Please transcribe the lines below without any changes, starting at the line with "Question. Give the pixel coordinates of a point on the calm" and ending at the line with "x=210, y=345", including both.

(Entries from a collection)
↓

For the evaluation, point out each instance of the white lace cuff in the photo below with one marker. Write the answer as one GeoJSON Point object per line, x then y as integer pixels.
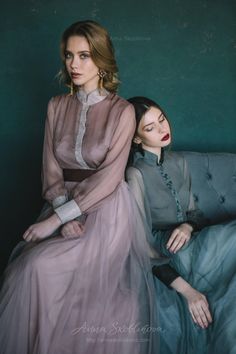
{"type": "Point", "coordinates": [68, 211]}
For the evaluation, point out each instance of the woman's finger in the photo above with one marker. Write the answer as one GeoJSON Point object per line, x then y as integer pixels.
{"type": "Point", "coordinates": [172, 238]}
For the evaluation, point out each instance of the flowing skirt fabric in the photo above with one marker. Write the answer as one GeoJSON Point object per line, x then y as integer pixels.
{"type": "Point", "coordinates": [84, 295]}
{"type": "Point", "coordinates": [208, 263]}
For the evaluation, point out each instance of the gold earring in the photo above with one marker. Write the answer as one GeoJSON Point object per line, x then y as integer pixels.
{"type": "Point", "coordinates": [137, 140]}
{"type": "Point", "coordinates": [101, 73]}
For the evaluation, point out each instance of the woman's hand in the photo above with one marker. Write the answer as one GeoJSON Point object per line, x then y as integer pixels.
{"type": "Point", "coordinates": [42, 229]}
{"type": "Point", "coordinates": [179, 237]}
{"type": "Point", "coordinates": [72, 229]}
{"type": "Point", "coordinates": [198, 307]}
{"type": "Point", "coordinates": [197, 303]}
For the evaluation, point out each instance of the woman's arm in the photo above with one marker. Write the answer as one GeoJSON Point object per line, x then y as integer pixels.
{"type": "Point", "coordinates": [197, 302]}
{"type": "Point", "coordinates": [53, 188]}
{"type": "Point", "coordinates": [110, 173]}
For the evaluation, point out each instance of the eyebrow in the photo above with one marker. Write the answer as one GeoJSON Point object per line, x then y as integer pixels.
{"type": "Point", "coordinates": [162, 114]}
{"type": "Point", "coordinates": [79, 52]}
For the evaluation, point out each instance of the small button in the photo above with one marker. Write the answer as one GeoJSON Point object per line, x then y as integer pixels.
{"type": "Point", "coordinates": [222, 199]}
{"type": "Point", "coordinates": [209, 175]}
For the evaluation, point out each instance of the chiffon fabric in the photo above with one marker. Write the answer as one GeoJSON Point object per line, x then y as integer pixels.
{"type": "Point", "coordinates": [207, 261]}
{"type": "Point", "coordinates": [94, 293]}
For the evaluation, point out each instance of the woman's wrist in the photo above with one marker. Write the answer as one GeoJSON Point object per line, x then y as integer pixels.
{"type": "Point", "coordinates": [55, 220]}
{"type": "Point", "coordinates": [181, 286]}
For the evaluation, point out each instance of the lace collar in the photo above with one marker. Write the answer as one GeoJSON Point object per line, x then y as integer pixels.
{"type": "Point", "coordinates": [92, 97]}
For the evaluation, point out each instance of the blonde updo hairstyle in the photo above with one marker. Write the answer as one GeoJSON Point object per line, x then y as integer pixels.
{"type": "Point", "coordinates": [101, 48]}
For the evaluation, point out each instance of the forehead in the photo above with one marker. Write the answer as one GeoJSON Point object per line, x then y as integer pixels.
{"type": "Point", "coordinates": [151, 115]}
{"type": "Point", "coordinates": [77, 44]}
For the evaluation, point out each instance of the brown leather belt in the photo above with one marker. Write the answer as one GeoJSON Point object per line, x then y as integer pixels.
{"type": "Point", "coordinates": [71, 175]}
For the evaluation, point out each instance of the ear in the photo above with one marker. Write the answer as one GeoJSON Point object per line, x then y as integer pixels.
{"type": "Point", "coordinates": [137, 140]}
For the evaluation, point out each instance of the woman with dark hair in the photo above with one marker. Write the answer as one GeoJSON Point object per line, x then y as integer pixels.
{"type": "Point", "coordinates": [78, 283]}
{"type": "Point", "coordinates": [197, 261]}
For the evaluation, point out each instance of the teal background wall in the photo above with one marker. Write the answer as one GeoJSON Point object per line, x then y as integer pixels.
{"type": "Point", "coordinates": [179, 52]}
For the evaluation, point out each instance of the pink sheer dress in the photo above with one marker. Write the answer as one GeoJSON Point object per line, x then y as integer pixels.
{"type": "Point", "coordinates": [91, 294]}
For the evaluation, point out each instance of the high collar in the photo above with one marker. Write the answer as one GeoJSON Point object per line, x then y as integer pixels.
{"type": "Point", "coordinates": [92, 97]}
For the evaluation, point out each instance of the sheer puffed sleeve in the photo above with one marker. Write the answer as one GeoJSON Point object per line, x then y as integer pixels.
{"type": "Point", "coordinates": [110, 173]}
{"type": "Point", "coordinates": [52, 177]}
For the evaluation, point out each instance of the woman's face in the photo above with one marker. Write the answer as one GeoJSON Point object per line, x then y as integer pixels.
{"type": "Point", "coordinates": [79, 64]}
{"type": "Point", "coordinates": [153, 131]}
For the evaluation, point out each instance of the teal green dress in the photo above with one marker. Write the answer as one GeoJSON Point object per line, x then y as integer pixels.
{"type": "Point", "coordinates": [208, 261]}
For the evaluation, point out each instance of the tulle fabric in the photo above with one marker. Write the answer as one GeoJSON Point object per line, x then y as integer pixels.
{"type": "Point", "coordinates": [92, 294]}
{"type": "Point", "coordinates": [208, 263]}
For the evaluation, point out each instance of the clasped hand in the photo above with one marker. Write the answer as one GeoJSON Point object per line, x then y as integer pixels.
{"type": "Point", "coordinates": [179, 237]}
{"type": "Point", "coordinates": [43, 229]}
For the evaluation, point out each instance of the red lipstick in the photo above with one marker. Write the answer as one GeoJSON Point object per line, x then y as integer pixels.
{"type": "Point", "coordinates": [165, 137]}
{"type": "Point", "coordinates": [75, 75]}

↑
↓

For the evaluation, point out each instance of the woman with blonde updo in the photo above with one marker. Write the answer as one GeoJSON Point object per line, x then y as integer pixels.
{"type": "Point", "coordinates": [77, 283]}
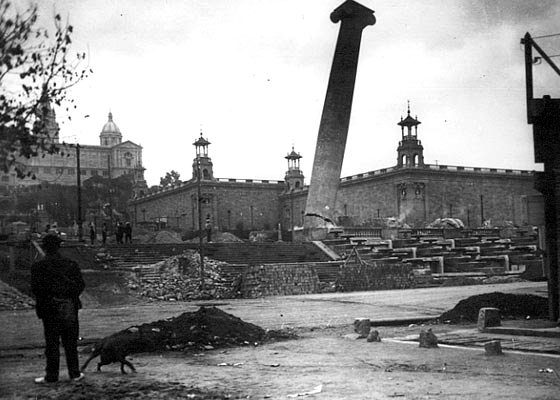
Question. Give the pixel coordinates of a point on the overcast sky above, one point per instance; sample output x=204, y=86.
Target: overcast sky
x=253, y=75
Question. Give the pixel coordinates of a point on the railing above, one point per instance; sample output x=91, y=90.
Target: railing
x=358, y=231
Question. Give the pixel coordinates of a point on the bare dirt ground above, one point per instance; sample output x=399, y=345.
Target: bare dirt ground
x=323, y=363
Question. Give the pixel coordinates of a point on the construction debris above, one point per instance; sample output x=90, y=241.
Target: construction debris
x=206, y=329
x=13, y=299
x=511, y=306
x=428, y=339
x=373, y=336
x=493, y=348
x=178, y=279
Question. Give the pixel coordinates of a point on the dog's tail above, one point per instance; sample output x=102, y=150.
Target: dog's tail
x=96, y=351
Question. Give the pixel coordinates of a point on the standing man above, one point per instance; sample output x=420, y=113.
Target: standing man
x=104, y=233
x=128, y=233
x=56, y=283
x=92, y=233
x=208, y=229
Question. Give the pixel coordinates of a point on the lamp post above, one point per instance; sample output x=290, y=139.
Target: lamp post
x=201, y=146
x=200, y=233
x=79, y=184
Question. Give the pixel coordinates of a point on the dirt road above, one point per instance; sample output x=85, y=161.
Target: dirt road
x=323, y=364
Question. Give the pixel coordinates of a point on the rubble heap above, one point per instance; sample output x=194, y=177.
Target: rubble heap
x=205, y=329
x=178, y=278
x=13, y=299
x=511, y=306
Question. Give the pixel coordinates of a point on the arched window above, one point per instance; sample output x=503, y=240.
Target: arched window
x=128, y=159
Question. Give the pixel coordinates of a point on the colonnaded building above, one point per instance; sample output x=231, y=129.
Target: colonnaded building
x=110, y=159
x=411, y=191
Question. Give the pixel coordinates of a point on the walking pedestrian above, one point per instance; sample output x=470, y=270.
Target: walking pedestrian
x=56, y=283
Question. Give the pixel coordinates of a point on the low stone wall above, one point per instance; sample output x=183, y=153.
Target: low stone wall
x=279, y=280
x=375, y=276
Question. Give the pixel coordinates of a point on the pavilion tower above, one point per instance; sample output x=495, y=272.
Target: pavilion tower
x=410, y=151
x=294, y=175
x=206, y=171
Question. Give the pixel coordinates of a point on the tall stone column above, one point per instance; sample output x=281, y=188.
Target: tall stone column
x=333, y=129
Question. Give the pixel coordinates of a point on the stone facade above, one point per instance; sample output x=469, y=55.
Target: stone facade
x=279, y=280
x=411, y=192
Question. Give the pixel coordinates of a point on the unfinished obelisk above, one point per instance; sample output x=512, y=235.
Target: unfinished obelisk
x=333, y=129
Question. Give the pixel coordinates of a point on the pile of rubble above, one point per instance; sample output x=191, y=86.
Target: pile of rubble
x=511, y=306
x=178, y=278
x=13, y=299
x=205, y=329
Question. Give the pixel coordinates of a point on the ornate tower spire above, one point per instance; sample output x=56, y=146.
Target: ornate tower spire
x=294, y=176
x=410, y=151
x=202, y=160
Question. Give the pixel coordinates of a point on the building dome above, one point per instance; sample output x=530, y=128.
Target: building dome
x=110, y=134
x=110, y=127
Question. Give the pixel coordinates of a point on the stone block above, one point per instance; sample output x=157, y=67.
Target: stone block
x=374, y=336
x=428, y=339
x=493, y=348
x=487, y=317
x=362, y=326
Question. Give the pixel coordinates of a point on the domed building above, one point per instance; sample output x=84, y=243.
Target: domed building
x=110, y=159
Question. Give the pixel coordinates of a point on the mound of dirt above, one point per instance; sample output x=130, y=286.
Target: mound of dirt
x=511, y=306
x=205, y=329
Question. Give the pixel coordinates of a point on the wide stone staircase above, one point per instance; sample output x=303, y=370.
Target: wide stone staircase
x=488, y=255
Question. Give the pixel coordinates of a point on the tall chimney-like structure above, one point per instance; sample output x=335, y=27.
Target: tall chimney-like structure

↑
↓

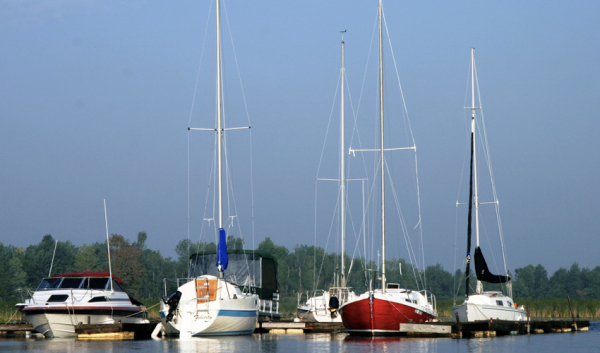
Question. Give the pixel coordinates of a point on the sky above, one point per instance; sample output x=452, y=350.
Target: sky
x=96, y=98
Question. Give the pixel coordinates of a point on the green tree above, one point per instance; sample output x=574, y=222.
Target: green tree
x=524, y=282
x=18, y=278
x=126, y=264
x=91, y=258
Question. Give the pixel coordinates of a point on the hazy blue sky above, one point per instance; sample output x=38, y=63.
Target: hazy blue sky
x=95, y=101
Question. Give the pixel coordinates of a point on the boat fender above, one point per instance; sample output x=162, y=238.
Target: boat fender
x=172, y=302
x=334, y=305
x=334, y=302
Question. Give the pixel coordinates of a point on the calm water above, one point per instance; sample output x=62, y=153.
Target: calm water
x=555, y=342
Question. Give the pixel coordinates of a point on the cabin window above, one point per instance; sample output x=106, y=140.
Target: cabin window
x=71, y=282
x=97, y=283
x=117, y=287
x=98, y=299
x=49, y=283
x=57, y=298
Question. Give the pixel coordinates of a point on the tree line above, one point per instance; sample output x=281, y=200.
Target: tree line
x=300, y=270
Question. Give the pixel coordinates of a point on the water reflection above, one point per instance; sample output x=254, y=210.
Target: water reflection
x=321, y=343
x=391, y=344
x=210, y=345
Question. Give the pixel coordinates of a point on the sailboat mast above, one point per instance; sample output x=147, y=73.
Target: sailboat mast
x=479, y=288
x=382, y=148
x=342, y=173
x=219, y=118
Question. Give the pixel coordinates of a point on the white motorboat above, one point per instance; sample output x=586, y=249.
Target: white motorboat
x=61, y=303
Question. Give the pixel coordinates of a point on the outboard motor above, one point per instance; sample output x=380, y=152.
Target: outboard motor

↑

→ **FULL SOLUTION**
Question. Give the pixel coordinates of a point on the calm water above, one point per instance; sample output x=62, y=153.
Target: calm water
x=555, y=342
Question. Give the pixel coordinates of a point on the cabin window above, one point per instance; sample output x=106, y=140.
Target: cabin window
x=71, y=282
x=97, y=283
x=117, y=287
x=98, y=299
x=49, y=283
x=57, y=298
Question. Give the pixel coordinates of a point on the tree line above, one point per instance; sample output x=281, y=200.
Target: tree line
x=300, y=270
Question. Give the pixel coordinates of a point on the water reflection above, one point per instance; sample output x=254, y=210.
Target: water reflection
x=321, y=343
x=391, y=344
x=210, y=345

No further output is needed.